→ TASK ITEM: An exact copy of every record is needed, with all pictures omitted.

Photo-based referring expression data
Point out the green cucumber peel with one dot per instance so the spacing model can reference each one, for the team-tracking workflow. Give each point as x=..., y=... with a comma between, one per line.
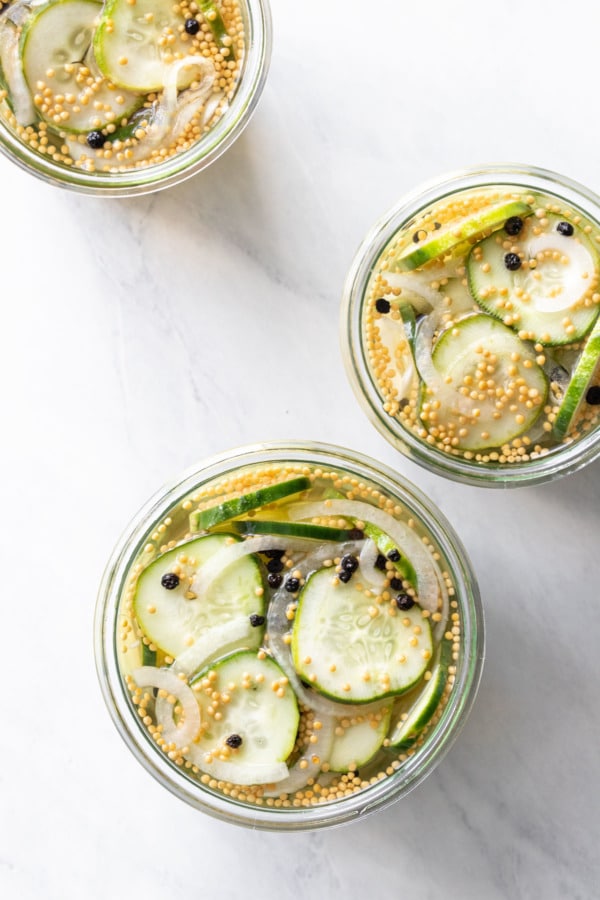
x=442, y=242
x=202, y=520
x=292, y=529
x=215, y=22
x=384, y=544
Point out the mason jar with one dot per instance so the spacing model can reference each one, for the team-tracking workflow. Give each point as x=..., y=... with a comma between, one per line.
x=173, y=169
x=429, y=545
x=537, y=455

→ OUTPUT OF THE EXERCISE:
Point out the green cucumber peel with one dot per instance so the spacing model can reference each one, for the team-tracking workflow. Give each point as x=..., y=... with a comma between, one per line.
x=442, y=242
x=202, y=520
x=292, y=529
x=215, y=22
x=384, y=544
Point out the mason jar with one dot per instance so the spacing model can reference each one, for the team-tracking workflow. Give each point as x=..., y=... with a comma between, one per line.
x=173, y=169
x=429, y=545
x=537, y=455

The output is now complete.